◆ **Exercise task**: Copy the material below word for word, keeping every line in its original order. Leave the pictures out of your copy.

◆ **Dataset entries**:
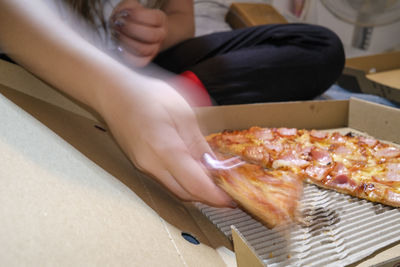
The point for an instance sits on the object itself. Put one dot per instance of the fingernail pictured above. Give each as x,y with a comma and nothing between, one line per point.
114,34
119,22
233,205
122,14
120,49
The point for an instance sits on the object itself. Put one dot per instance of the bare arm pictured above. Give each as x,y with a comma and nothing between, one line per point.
152,123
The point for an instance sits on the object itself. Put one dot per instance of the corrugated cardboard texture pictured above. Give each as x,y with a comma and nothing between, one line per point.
245,255
242,15
59,208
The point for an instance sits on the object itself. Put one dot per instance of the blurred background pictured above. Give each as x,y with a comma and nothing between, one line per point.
365,26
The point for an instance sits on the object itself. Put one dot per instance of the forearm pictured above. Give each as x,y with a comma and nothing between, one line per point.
33,36
181,25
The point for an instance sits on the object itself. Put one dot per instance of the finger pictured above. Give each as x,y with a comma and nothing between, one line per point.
138,48
143,33
132,60
147,16
189,172
124,5
168,181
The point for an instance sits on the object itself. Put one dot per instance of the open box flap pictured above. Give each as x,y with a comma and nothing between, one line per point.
60,207
302,114
378,120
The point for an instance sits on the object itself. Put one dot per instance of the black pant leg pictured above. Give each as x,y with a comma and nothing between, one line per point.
261,64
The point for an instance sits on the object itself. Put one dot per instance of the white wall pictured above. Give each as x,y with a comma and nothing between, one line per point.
384,38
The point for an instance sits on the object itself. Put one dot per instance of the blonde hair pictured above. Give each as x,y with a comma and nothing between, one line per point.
91,10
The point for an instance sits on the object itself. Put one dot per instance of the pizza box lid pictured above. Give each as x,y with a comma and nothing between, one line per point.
377,74
70,196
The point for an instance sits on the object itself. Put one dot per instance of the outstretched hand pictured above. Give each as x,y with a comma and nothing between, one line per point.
159,133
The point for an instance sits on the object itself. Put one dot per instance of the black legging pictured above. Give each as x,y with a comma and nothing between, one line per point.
266,63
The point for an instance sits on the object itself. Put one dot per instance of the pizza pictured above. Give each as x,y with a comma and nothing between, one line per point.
348,163
271,195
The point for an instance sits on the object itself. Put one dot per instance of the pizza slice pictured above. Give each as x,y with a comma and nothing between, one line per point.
347,163
270,195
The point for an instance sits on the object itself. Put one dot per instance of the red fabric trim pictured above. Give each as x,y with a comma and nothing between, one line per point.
200,95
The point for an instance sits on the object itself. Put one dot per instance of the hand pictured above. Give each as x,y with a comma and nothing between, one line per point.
139,31
158,131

◆ **Completed task**:
The point for an instance sits on the object itself. Put one dot per instance of the fingernail pictured above. Give each as x,y with a comma and nothing between, one line per point.
114,34
119,22
233,205
122,14
120,49
The point for an instance sits on the object itself. Put one dot per instance of the bare arm pictured above. Give each as x,y with a comma and nothing between, one line per point.
152,123
The point for an instance sits on the object itself. Put one dot per instance of the corrugated cardboard texture pictured above. Give each as x,y with a comma and nothing between, one line per point.
245,255
242,15
59,208
The point for an instance sits on the object itself. Put one dot per instance of the blurred background pictured above. Give each as x,y with a comma and nothing between, one line per point.
365,26
The point for an instance sits on the object itself. Put one dot per instance of the forearm pictured above. Give each as x,y with a comma and nothing between, one line per point.
33,36
181,25
The point for an instance sits on the object itself. Put one dot per instance of the finger pictured above. Give each as x,y with a comma and nothing between, one line per point.
138,48
143,33
132,60
147,16
189,172
124,5
168,181
The point for an instance sits on the object itself. Put one dot per instance of the open box flap pictured above. Give each as x,y with a comma and nothing between, one line per point.
60,207
302,114
378,120
The point for an instance sits on the object itself. Put one dot per instance of the black pant leg pictured above. Give each as x,y with a comma and nothing between, one line per point.
261,64
The point for an instance sits on the object itself. Put one dot per instance of the white wall pictured above. Give each as x,y with a comma and nothing between, one line per point.
384,38
The point for an instance sits on the object itself. Put one dot per instance of the blonde hair pictured above. Give each as x,y with a comma and nothing between, one line per point.
91,10
The point for an instance sits on the object itself. Put one dot per instance of the pizza box lid pictured above. Give each as x,y with a comma and nothing between, one line per point.
377,74
70,196
The point for an instance sits on the object itself. Put one dot per instance of the outstretched hand pictured above. Give each as x,y with a comma and nothing between, one line per point.
159,133
The point for an instance sits on the object itself. Put one dot per instance of the black legging pictured above. Give each as x,y with a comma and nothing between, one line per point.
266,63
The point for an instance sits on the object itself. Put one dot per instance of the pizza pictured above. Give each as x,y with a comma and nothing between, one line per point.
348,163
271,195
The point for an instance sits on the object itself. Put one dot per instance of the pizza slice pictured above. Give each as x,y with a comma and nothing between, one line per point.
347,163
270,195
The point for an instance sits on the object itself. Put one dot per instance of the red fabric trim pictured above. Give each as x,y with a comma and nothing between, one line per point.
200,95
The point for an instance sits on the object itself. Put one dot per instance of the hand pictured above. Give each as x,y with a comma and nothing between, one line per point.
139,31
158,131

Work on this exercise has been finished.